(Stored data)
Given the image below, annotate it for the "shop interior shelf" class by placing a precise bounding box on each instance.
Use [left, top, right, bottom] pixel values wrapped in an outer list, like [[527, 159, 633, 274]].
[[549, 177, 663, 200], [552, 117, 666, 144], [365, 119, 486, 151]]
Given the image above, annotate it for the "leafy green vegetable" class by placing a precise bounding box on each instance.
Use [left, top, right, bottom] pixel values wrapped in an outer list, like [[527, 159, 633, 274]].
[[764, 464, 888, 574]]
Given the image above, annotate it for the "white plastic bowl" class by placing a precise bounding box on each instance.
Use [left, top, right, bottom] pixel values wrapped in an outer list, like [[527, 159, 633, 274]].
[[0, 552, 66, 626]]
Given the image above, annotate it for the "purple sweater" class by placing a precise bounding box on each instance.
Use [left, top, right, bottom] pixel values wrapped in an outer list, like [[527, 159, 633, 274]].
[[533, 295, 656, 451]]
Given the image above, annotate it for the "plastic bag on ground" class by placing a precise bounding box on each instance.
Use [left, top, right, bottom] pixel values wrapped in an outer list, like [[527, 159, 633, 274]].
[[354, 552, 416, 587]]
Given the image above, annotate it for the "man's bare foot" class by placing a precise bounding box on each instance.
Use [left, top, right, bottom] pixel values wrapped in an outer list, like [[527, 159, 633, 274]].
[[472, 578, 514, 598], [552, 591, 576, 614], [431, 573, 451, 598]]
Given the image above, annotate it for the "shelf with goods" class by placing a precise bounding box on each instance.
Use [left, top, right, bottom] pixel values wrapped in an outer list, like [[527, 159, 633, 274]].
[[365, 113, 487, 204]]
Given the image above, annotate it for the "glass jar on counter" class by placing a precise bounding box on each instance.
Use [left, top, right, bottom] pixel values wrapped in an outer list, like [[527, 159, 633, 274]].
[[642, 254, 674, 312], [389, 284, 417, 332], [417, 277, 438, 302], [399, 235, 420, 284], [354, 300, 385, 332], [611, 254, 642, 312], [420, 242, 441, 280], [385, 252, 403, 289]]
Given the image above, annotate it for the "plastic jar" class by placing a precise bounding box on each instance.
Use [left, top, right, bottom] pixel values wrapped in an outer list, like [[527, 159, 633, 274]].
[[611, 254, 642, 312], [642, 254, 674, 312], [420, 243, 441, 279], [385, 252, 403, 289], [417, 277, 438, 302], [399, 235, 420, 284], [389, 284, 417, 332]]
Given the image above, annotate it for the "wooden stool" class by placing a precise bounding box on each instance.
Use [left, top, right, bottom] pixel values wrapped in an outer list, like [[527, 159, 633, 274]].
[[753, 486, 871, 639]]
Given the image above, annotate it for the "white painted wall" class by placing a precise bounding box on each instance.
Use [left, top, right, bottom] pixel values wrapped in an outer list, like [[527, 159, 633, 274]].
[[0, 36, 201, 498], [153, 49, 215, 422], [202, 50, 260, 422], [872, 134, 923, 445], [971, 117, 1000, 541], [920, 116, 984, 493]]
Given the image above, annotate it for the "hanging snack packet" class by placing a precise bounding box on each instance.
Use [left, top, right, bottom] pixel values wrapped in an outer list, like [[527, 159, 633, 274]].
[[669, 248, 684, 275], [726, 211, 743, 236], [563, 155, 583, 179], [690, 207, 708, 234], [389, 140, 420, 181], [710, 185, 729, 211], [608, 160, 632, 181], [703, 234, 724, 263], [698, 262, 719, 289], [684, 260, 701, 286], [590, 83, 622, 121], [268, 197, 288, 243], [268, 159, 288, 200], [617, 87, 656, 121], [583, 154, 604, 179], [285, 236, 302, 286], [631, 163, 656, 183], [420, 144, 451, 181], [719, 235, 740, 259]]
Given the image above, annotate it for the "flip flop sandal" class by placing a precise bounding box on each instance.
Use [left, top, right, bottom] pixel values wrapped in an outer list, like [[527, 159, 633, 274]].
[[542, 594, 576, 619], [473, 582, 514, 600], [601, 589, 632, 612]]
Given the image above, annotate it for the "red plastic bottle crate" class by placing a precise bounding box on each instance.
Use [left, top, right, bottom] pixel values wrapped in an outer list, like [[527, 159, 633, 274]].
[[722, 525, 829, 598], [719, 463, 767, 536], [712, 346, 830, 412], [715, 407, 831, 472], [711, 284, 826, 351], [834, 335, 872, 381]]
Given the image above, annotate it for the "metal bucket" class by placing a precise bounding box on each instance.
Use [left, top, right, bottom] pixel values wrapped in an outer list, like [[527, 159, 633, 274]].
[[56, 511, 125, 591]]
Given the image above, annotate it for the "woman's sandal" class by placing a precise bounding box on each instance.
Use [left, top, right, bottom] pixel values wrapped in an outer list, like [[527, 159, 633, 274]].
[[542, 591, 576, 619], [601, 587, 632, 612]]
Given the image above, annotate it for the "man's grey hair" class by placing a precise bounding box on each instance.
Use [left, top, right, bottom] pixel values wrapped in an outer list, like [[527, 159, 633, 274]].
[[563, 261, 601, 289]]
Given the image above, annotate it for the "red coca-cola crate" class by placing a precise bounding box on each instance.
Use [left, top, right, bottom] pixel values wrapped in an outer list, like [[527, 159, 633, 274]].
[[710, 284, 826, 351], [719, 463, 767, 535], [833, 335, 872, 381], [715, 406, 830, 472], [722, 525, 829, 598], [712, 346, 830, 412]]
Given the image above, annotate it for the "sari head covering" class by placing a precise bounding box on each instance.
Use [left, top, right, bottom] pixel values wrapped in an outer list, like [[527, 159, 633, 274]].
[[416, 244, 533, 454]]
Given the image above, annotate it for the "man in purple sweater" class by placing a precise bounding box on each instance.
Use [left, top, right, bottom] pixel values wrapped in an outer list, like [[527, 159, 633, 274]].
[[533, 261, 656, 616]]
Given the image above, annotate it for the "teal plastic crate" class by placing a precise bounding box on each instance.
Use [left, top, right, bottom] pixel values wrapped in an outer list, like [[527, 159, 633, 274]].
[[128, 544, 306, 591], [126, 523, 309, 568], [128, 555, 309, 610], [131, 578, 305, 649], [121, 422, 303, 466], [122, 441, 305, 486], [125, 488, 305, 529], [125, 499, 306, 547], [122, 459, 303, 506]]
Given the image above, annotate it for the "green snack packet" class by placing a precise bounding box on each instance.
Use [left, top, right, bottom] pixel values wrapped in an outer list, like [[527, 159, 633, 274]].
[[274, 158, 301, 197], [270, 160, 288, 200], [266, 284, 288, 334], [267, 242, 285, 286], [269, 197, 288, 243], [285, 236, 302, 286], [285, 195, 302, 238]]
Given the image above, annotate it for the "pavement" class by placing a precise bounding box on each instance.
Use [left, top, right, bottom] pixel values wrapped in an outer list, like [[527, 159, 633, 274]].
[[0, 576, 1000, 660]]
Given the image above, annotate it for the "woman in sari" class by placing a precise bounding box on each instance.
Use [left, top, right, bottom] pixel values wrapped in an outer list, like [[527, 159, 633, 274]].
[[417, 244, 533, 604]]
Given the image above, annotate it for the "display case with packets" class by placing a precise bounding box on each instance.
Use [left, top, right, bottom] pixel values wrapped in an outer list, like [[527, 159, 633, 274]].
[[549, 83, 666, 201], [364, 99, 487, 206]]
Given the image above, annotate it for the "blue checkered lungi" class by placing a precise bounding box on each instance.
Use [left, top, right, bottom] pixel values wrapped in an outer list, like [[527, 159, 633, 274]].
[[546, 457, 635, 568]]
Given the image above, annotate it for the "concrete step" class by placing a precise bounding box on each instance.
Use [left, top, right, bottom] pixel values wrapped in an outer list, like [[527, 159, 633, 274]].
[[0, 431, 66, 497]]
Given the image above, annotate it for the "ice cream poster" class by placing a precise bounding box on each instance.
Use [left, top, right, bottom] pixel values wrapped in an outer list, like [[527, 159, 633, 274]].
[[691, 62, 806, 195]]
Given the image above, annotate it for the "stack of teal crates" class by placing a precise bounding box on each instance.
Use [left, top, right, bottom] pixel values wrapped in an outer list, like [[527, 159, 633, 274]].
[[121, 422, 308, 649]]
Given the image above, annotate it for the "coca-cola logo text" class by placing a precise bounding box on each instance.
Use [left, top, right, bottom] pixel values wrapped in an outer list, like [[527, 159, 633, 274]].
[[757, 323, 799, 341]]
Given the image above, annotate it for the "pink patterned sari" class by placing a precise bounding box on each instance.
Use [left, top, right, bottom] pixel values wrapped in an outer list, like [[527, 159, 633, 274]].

▸ THE PROBLEM:
Write out everything from the start of the records down to the line containing "[[354, 552, 416, 587]]", requests included, and shift every box coordinate in the answers up by 23.

▸ OUTPUT BELOW:
Given the image below, annotate it for the "shop interior shelf" class by placing a precise bounding box on each instance.
Use [left, top, right, bottom] pixel values wrapped in an outer list, like [[527, 159, 633, 274]].
[[572, 200, 686, 223], [575, 140, 689, 167], [388, 142, 509, 174]]
Given the image above, annotate it for the "leafy green vegetable" class by placing a precise bounding box on each instance.
Use [left, top, right, bottom] pixel values wrapped in an outer list, like [[527, 159, 633, 274]].
[[787, 487, 911, 597]]
Given the image above, annotate it for the "white plastic bowl" class by placing a precise bounding box on each instance.
Use [left, top, right, bottom] pixel values wrapped in an outer list, like [[527, 159, 633, 274]].
[[23, 575, 89, 649]]
Given the image above, annotate it for the "purple sweater" class by placing a precise bounding box on each instance.
Use [left, top, right, bottom] pixel values wrapped in an outer list, like [[527, 159, 633, 274]].
[[556, 318, 679, 474]]
Given the image above, annotate it for the "plastic bag on ground" class by placing a precise bounding box on each instance.
Use [left, top, right, bottom] pixel values wrapped in an outer list, like [[527, 159, 633, 274]].
[[377, 575, 439, 610]]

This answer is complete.